Brief a:
Summarize the court case excerpt in two sentences.

Text excerpt:
Content starts

The defendants, Bank, Trust Company, Grain Company and George Lane Edwards, each filed separate answers, putting in issue the allegations of the petition aforesaid, and alleging their respective theories of the facts, in reference to the transactions complained of in petition. The answers are voluminous, and it is not deemed necessary to extend this statement further by setting out the same or any part thereof. The pleadings of defendants will be considered, as far as necessary, in the opinion to follow.
In order to avoid repetition the evidence will also be considered herеafter.
On March 21, 1917, the court dismissed plaintiff‘s bill and entered judgment in favor of defendants in proper form. Plaintiff, in due time, filed its motion for a new trial, which was overruled and the cause appealed by it to this court.

Content ends

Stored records
Content starts

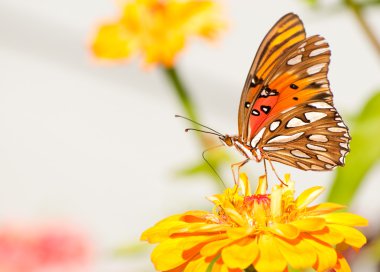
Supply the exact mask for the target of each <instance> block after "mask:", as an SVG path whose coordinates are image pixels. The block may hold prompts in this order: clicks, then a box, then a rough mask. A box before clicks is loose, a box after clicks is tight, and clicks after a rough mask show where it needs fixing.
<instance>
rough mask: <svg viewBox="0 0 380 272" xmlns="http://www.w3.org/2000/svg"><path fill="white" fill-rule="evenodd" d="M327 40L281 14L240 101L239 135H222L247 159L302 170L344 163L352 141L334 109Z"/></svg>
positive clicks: (327, 44)
mask: <svg viewBox="0 0 380 272" xmlns="http://www.w3.org/2000/svg"><path fill="white" fill-rule="evenodd" d="M330 55H331V52H330V49H329V45H328V43H327V42H326V40H325V39H324V38H323V37H321V36H319V35H314V36H311V37H306V33H305V29H304V26H303V23H302V21H301V20H300V18H299V17H298V16H297V15H295V14H293V13H289V14H286V15H285V16H283V17H282V18H281V19H280V20H279V21H278V22H277V23H276V24H275V25H274V26H273V27H272V28H271V30H270V31H269V32H268V34H267V35H266V36H265V38H264V40H263V41H262V43H261V45H260V47H259V49H258V51H257V53H256V56H255V58H254V60H253V63H252V66H251V68H250V70H249V73H248V76H247V79H246V81H245V84H244V88H243V91H242V94H241V98H240V105H239V114H238V126H239V134H238V135H236V136H229V135H219V138H220V139H221V140H222V141H223V143H224V144H226V145H227V146H233V147H235V148H236V149H237V150H238V151H239V152H240V153H241V154H242V155H243V156H244V157H245V158H246V159H245V160H244V161H243V162H241V163H240V164H239V168H240V167H241V166H243V165H244V164H245V163H246V162H248V161H249V160H255V161H257V162H260V161H262V160H264V162H265V160H268V161H269V162H271V161H275V162H279V163H283V164H286V165H289V166H292V167H295V168H299V169H302V170H313V171H327V170H332V169H334V168H335V167H336V166H340V165H344V163H345V156H346V155H347V153H348V152H349V141H350V139H351V137H350V135H349V132H348V128H347V126H346V125H345V124H344V122H343V120H342V118H341V116H340V115H339V113H338V112H337V110H336V108H335V107H334V105H333V95H332V93H331V90H330V87H329V81H328V79H327V72H328V66H329V62H330Z"/></svg>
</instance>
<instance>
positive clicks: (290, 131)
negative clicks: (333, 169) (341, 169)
mask: <svg viewBox="0 0 380 272" xmlns="http://www.w3.org/2000/svg"><path fill="white" fill-rule="evenodd" d="M349 141H350V136H349V133H348V128H347V127H346V125H345V124H344V122H343V121H342V118H341V117H340V115H339V114H338V112H337V111H336V109H335V108H334V107H333V106H332V105H330V104H328V103H326V102H311V103H309V104H304V105H299V106H297V107H295V108H293V109H291V110H289V111H288V112H286V113H284V114H282V115H281V116H279V119H278V120H274V121H273V122H272V123H271V124H270V125H269V126H268V129H266V130H265V132H264V134H263V135H262V138H261V141H260V143H259V144H258V145H257V148H259V149H260V150H261V151H262V153H263V156H264V158H266V159H269V160H272V161H277V162H281V163H284V164H287V165H290V166H293V167H296V168H300V169H302V170H314V171H326V170H331V169H333V168H335V167H336V166H338V165H343V164H344V160H345V156H346V154H347V153H348V152H349Z"/></svg>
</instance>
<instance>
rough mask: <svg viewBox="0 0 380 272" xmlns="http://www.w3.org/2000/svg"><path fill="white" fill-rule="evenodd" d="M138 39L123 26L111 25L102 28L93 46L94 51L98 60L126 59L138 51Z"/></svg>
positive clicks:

Content ends

Brief b:
Locate each line of the entries above that contains the string "positive", and copy those lines.

Your response a:
The defendants Bank, Trust Company, Grain Company and George Lane Edwards each filed separate answers that disputed the petition's allegations and set out their own theories of the facts. On March 21, 1917, the court dismissed plaintiff's bill and entered judgment for the defendants, and after plaintiff's motion for a new trial was overruled, plaintiff appealed.

Your response b:
positive clicks: (327, 44)
positive clicks: (290, 131)
positive clicks:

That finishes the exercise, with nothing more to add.